● Given request
Set down every entry word for word. Omit the pictures.

[Point annotations for photos]

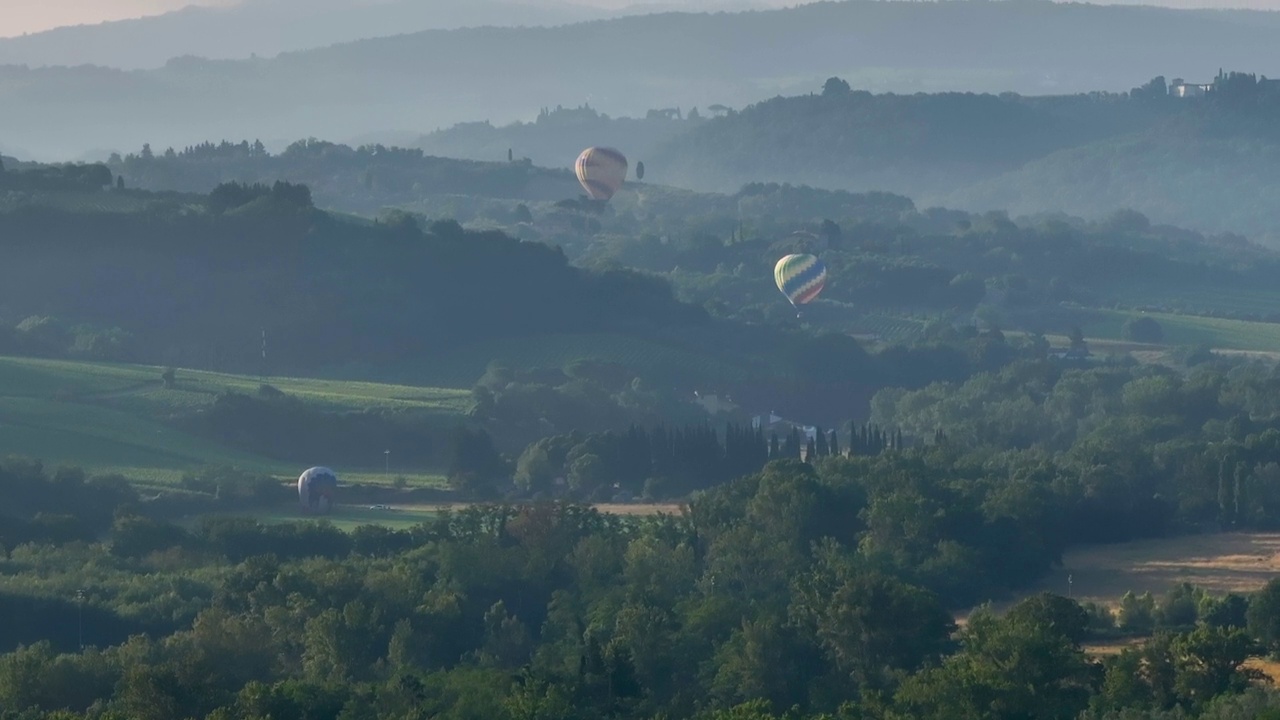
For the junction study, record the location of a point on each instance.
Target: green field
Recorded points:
(344, 516)
(458, 367)
(1196, 299)
(1192, 329)
(112, 418)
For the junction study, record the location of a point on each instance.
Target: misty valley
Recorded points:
(525, 360)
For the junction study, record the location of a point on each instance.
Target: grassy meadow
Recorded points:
(113, 418)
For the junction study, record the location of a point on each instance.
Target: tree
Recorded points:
(1264, 615)
(1143, 329)
(475, 465)
(835, 87)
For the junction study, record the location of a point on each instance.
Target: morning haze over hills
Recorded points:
(620, 361)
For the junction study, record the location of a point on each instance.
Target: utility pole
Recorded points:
(80, 607)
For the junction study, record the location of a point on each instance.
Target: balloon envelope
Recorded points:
(800, 277)
(602, 172)
(316, 487)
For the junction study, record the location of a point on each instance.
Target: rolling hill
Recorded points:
(118, 418)
(421, 81)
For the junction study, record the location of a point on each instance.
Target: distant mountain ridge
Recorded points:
(625, 67)
(266, 28)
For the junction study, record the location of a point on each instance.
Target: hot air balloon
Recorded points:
(602, 172)
(315, 490)
(800, 277)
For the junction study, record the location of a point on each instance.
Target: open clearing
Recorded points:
(347, 516)
(114, 418)
(1192, 329)
(1219, 563)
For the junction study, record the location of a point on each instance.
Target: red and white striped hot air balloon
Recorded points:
(602, 172)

● Solved problem
For the junction study, record the location of a point on each instance.
Target: green field
Recorded points:
(344, 516)
(458, 367)
(1196, 299)
(1192, 329)
(112, 418)
For the junction study, record the location of a point on each instance.
Target: misty valley
Recorded points:
(525, 360)
For the junction study, record the location of a point on each instance.
Target: grassy meadow
Recorded points:
(113, 418)
For the junction study, record the location of a point on each instance.
Target: tree
Recorded points:
(1264, 615)
(1143, 329)
(475, 465)
(835, 87)
For the junction study, record the location of a point on each instance.
Target: morning haze over hills
Recorded points:
(620, 361)
For the junction study, record the location of a point on each instance.
Target: utility pole
Recorded points:
(80, 607)
For the junction study, record the location of a point on each instance.
Target: balloon envelope
Recorded points:
(800, 277)
(602, 172)
(316, 487)
For the junction study, record the location of a point on each instance.
Target: rolling hill
Recorded points:
(118, 418)
(421, 81)
For the junction study, record the location of a point on each instance.
Target: distant mountain ridge
Recorded points:
(625, 67)
(266, 28)
For the junction study, record the location of a point on each instance.
Target: hot air balloon
Recorded points:
(602, 172)
(315, 490)
(800, 277)
For the junction study, record the location of a point on each instance.
Target: open clearing
Recorded points:
(347, 516)
(114, 418)
(1192, 329)
(1219, 563)
For the junction study, record the location of a point on each instance.
Target: red and white striped hot air balloon
Recorded points:
(602, 172)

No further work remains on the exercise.